Text passage:

↓

【bug】? if we forget to add time mark code line in hf_ds folder
oujieww opened this issue · 2 comments
when i run code for benchmark of huggingface , i got error:
Traceback (most recent call last):
File "hf_opt.py", line 360, in
run_generation(args.model, args.batch_size, args.prompt_len, args.gen_len,
File "hf_opt.py", line 278, in run_generation
prefill_latency = costs[0]
IndexError: list index out of range
this costs is []
I find the timer is :
class _Timer:
"""An internal timer."""
def __init__(self, name: str):
self.name = name
self.started = False
self.start_time = None
# start-stop timestamp pairs
self.start_times = []
self.stop_times = []
self.costs = []
def start(self, sync_func: Callable = None):
"""Start the timer."""
assert not self.started, f"timer {self.name} has already been started."
if sync_func:
sync_func()
self.start_time = time.perf_counter()
self.start_times.append(self.start_time)
self.started = True
def stop(self, sync_func: Callable = None):
"""Stop the timer."""
assert self.started, f"timer {self.name} is not started."
if sync_func:
sync_func()
stop_time = time.perf_counter()
self.costs.append(stop_time - self.start_time)
self.stop_times.append(stop_time)
self.started = False
def reset(self):
"""Reset timer."""
self.started = False
self.start_time = None
self.start_times = []
self.stop_times = []
self.costs = []
def elapsed(self, mode: str = "average"):
"""Calculate the elapsed time."""
if not self.costs:
return 0.0
if mode == "average":
return sum(self.costs) / len(self.costs)
elif mode == "sum":
return sum(self.costs)
else:
raise RuntimeError("Supported mode is: average | sum")
should we change the "hf_opt.py" as follow;
Run
print("benchmark")
timers("generate-forward").reset()
timers("generate-forward").start()

↑

Set exercise 1:
Please rewrite the bug report's timer code, starting at "self.start_time = time.perf_counter()" and ending at "self.stop_times.append(stop_time)", swapping "perf_counter" for "monotonic".
Set exercise 2:
Which error ends the traceback in the bug report?

Dataset entries:

↓

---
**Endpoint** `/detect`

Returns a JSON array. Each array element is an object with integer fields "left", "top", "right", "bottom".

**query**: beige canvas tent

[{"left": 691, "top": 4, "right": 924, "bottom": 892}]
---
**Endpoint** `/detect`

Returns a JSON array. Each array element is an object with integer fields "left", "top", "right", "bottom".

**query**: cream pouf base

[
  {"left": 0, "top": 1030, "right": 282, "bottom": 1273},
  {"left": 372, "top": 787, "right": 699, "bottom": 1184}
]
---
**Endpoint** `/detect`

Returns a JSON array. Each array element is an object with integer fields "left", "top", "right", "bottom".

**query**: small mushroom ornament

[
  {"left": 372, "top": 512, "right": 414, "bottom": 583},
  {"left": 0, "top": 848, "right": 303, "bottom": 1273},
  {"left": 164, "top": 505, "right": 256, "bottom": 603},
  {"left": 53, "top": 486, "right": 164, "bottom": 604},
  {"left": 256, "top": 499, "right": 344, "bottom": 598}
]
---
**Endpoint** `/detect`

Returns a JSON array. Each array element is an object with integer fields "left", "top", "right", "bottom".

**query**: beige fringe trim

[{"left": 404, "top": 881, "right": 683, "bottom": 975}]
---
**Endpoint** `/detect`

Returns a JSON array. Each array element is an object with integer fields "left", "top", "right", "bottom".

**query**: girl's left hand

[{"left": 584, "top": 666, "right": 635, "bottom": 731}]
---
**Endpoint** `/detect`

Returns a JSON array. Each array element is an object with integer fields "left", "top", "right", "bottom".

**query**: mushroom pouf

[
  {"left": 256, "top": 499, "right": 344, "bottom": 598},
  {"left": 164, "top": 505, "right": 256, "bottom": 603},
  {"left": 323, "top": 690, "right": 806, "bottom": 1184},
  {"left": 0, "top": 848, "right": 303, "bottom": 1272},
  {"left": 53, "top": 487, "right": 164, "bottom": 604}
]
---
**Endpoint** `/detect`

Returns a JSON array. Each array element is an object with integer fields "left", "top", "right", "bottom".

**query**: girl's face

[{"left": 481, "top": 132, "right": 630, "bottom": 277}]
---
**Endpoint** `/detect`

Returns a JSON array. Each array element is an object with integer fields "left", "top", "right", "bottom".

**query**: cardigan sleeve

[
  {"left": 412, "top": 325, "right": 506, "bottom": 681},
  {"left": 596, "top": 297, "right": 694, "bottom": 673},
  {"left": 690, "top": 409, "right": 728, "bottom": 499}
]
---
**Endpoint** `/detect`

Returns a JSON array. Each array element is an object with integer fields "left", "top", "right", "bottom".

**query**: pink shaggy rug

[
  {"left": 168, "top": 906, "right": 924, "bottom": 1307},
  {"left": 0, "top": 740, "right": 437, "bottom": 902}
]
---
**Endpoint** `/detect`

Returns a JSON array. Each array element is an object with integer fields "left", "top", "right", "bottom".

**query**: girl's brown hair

↑

Correct response 1:
self.start_time = time.monotonic()
self.start_times.append(self.start_time)
self.started = True
def stop(self, sync_func: Callable = None):
"""Stop the timer."""
assert self.started, f"timer {self.name} is not started."
if sync_func:
sync_func()
stop_time = time.monotonic()
self.costs.append(stop_time - self.start_time)
self.stop_times.append(stop_time)

Correct response 2:
IndexError: list index out of range